● **Written exercise**:
Render the data from the start through the line containing "x=414 y=120" as a two-column CSV headed text and answer, giving each text its own row with its answer beside it. Quote every field and replace line breaks with spaces.

● **Provided material**:
━━━━━━━━━━━━━━━━━━━━

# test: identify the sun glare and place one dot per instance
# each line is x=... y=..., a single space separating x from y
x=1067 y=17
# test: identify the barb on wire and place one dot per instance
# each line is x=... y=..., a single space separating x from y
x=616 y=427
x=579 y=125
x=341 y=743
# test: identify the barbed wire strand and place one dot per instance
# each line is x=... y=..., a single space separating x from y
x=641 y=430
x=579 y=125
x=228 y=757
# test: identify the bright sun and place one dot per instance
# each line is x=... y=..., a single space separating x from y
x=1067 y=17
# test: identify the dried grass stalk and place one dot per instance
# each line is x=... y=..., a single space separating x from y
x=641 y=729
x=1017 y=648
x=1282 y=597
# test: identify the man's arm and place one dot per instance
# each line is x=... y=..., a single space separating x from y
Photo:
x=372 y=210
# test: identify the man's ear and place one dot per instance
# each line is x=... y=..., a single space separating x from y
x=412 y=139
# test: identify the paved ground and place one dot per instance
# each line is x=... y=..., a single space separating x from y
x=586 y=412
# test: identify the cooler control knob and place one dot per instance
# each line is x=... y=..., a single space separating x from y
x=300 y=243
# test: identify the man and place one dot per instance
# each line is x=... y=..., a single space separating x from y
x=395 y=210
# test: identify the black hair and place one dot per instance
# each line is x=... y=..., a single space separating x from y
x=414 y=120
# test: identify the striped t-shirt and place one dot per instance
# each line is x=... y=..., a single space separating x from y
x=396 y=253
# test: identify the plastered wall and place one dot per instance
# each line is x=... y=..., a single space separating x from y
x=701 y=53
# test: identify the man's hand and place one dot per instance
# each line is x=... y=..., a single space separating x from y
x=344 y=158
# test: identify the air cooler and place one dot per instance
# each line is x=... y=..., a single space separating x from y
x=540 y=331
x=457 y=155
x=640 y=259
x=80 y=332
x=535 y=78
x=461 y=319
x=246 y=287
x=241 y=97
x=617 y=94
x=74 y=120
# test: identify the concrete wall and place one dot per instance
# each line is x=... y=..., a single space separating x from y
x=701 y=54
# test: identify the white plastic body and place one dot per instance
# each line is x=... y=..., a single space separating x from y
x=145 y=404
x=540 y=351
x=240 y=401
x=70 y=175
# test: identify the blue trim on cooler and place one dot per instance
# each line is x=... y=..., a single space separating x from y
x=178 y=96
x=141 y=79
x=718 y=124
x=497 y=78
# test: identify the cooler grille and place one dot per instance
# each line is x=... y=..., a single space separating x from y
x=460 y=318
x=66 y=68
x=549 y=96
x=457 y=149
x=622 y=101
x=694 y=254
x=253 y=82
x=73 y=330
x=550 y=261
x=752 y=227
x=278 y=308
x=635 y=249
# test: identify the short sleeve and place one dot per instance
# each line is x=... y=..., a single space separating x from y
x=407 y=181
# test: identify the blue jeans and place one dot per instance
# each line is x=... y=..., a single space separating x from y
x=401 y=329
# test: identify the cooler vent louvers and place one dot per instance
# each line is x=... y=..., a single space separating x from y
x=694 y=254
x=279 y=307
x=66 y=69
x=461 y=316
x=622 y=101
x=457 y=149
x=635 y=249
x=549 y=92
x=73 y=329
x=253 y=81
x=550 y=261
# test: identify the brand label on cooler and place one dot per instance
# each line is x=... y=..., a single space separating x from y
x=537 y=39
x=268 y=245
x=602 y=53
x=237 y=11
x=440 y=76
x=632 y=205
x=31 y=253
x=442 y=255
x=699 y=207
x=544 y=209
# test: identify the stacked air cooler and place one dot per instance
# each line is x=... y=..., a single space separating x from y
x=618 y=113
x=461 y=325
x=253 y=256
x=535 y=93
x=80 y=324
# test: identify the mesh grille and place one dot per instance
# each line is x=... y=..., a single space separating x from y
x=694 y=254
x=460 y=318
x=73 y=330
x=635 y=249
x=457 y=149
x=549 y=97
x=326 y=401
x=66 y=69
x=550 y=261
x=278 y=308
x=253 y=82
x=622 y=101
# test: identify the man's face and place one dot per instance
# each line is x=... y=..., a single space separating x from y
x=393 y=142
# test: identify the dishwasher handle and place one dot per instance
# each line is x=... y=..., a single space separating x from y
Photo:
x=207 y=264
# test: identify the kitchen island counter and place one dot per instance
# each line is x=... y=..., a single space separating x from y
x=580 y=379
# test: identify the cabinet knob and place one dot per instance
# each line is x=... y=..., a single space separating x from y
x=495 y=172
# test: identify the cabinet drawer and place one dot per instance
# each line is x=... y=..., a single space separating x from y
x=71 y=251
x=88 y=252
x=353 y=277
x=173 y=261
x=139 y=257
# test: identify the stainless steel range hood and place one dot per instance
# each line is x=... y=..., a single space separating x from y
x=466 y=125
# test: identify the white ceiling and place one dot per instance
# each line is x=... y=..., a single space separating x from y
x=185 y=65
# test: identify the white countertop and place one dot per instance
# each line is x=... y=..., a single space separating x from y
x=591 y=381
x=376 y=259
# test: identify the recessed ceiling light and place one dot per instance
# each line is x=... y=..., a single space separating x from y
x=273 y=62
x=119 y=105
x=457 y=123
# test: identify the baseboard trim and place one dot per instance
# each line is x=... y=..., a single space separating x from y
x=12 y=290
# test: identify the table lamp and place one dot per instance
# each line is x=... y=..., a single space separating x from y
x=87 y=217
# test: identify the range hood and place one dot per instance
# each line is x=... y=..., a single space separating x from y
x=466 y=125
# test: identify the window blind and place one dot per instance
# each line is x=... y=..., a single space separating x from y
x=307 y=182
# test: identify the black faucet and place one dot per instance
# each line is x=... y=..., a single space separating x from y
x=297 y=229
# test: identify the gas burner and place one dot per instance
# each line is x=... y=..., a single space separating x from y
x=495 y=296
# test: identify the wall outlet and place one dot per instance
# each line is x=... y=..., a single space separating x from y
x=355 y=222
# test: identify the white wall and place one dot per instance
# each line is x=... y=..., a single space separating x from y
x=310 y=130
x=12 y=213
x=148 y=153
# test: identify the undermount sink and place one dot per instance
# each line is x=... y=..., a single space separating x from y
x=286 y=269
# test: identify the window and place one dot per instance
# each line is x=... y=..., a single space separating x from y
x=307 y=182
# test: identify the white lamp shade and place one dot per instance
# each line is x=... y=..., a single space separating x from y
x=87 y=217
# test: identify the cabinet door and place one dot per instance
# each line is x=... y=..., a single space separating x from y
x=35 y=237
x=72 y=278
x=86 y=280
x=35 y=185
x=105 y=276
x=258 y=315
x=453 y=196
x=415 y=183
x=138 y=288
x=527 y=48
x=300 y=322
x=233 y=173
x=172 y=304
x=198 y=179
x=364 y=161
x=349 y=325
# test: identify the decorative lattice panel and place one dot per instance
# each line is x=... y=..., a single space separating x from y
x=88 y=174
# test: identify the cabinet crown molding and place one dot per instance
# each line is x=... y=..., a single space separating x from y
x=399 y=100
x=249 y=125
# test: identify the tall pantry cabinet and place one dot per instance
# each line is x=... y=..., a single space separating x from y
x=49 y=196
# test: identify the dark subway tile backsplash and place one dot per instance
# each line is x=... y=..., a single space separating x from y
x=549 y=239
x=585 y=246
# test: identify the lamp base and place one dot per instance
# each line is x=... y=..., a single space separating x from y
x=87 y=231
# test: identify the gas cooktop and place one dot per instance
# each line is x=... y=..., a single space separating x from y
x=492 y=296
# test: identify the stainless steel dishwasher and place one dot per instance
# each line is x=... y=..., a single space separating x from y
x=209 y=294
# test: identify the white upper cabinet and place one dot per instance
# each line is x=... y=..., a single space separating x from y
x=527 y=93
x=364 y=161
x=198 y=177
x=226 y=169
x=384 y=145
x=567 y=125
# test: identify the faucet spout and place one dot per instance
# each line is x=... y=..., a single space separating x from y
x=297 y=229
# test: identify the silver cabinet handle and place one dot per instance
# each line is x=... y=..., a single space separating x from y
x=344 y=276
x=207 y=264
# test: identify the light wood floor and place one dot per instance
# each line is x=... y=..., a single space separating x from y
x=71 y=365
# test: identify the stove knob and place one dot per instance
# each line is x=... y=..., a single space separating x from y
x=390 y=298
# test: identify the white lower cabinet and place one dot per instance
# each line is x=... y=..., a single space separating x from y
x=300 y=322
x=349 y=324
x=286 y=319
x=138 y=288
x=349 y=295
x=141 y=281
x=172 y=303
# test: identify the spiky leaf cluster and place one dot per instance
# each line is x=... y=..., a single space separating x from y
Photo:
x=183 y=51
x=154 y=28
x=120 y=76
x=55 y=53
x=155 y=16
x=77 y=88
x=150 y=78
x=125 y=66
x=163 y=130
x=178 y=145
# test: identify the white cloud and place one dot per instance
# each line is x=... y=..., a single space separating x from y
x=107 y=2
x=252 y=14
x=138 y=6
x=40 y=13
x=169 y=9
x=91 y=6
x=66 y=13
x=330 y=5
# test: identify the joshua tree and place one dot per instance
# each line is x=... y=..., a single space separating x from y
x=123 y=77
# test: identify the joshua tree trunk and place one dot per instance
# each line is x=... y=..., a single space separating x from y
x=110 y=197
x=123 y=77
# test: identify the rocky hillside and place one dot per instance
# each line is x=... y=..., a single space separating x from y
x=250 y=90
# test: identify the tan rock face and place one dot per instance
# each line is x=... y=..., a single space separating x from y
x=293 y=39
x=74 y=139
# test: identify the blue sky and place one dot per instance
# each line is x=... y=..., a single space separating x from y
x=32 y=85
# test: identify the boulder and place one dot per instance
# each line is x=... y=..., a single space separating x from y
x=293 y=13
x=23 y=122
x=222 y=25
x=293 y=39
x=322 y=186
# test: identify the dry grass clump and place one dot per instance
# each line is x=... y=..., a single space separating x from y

━━━━━━━━━━━━━━━━━━━━

● **Answer to the problem**:
text,answer
"# test: identify the sun glare and place one dot per instance # each line is x=... y=..., a single space separating x from y","x=1067 y=17"
"# test: identify the barb on wire and place one dot per instance # each line is x=... y=..., a single space separating x from y","x=616 y=427 x=579 y=125 x=341 y=743"
"# test: identify the barbed wire strand and place one dot per instance # each line is x=... y=..., a single space separating x from y","x=641 y=430 x=579 y=125 x=228 y=757"
"# test: identify the bright sun and place one dot per instance # each line is x=... y=..., a single space separating x from y","x=1067 y=17"
"# test: identify the dried grass stalk and place one dot per instance # each line is x=... y=..., a single space separating x from y","x=641 y=729 x=1017 y=648 x=1282 y=597"
"# test: identify the man's arm and place one dot per instance # each line is x=... y=..., a single space separating x from y Photo:","x=372 y=210"
"# test: identify the man's ear and place one dot per instance # each line is x=... y=..., a single space separating x from y","x=412 y=139"
"# test: identify the paved ground and place one dot per instance # each line is x=... y=..., a single space separating x from y","x=586 y=412"
"# test: identify the cooler control knob and place one dot per instance # each line is x=... y=..., a single space separating x from y","x=300 y=243"
"# test: identify the man and place one dot per instance # each line is x=... y=..., a single space separating x from y","x=395 y=210"
"# test: identify the black hair and place one dot per instance # each line is x=... y=..., a single space separating x from y","x=414 y=120"